Consigne 1:
Répondez à ces questions d'après le texte sur Jaguar en Formule 1 :
(a) Par quel rachat Ford s'est-il engagé comme constructeur sous le nom de Jaguar ?
(b) Quel pilote a signé la pole lors des qualifications du Grand Prix du Canada le 12 juin 1999 ?
(c) Sur quel circuit Barrichello a-t-il mené son Grand Prix national ?
Consigne 2: Reproduisez le passage du texte sur Jaguar en Formule 1 qui commence à "Il y a 20 ans, Ford" et se termine à "à ce point ?".
Consigne 3: Reprenez le texte sur Jaguar en Formule 1 à l'endroit où il s'arrête et poursuivez-le.

Texte fourni:

Il y a 20 ans, Ford sautait enfin le pas et décidait de s'engager en tant que constructeur à part entière sous le nom de Jaguar, via le rachat de Stewart Grand Prix. Un projet qui promettait beaucoup mais qui aboutit au final à un des plus gros gâchis de l'histoire récente de la Formule 1. Pendant cinq saisons, Jaguar se fit plus remarquer par ses incessantes intrigues politiques que par ses performances en piste. Comment l'ancêtre de Red Bull Racing a pu échouer à ce point ?
Samedi 12 juin 1999, jour des qualifications du Grand Prix du Canada. Alors que Michael Schumacher signait sa première pole de la saison face à Mika Häkkinen, les Stewart-Ford se plaçaient en cinquième et dixième position, avantage à Rubens Barrichello contre Johnny Herbert.
En coulisses, Jaguar se prépare
Après deux saisons globalement décevantes et marquées par une fiabilité largement insuffisante, l'équipe de Jackie et Paul Stewart commençait enfin à se faire remarquer de façon positive. Barrichello s'était qualifié deux fois en deuxième ligne en début de saison, avait mené son Grand Prix national à Interlagos et était monté sur le podium à la régulière à Imola.

Entrées:
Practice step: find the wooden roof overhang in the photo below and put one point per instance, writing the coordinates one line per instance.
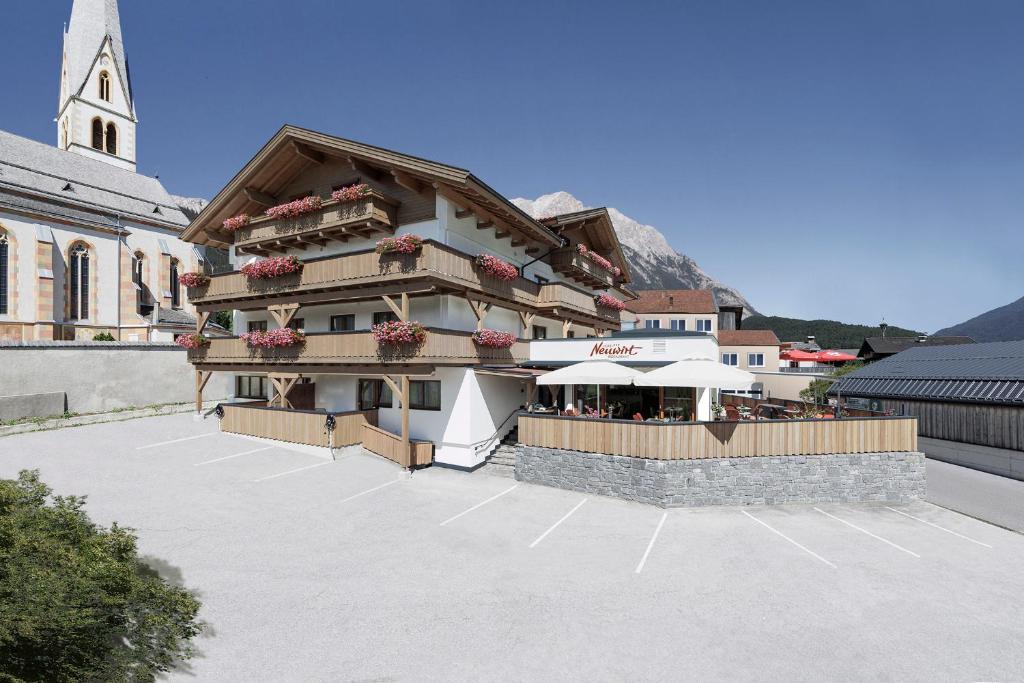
(593, 227)
(293, 151)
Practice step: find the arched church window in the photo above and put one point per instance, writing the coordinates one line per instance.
(97, 134)
(112, 138)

Bonne réponse 1:
(a) Le rachat de Stewart Grand Prix.
(b) Michael Schumacher.
(c) Interlagos.

Bonne réponse 2:
Il y a 20 ans, Ford sautait enfin le pas et décidait de s'engager en tant que constructeur à part entière sous le nom de Jaguar, via le rachat de Stewart Grand Prix. Un projet qui promettait beaucoup mais qui aboutit au final à un des plus gros gâchis de l'histoire récente de la Formule 1. Pendant cinq saisons, Jaguar se fit plus remarquer par ses incessantes intrigues politiques que par ses performances en piste. Comment l'ancêtre de Red Bull Racing a pu échouer à ce point ?

Bonne réponse 3:
Jackie Stewart pouvait donc arborer un grand sourire et son plus beau pantalon en tartan pour fêter ses 60 ans, qui coïncidaient avec le week-end québécois mais surtout avec la visite des hauts dirigeants de Ford. En l'absence d'un Grand Prix des États-Unis – Indianapolis ne s'invita que l'année suivante – c'était sur l'Île Notre-Dame que le deuxième constructeur mondial venait faire le point sur son investissement. Car chez Stewart, Ford n'était pas qu'un fournisseur moteur mais un associé direct du projet.
Cette idée d'une équipe Stewart était issue du mécontentement de Ford vis à vis de ses résultats en 1995, alors qu'ils équipaient les sérieuses mais modestes Sauber. Ce sont eux qui proposèrent à Jackie de monter une équipe pour remettre en valeur des monoplaces frappées du logo bleu ovale, quand bien même le triple Champion du Monde suggéra un retrait complet en premier lieu. L'accord fut signé en fin d'année et la Stewart SF1 – la première F1 conçue entièrement par ordinateur – présentée douze mois plus tard.
Si la banque HSBC et l'office de tourisme de la Malaisie apportèrent leur contribution financière, le gros du budget venait bien de Ford. Selon Stewart, ils étaient si concernés par leur investissement que « les livres de compte de l'équipe leur étaient totalement ouverts » ! L'engagement était prévu pour cinq saisons, sous-entendant qu'au terme de cette période, Ford devait être en tête de classement.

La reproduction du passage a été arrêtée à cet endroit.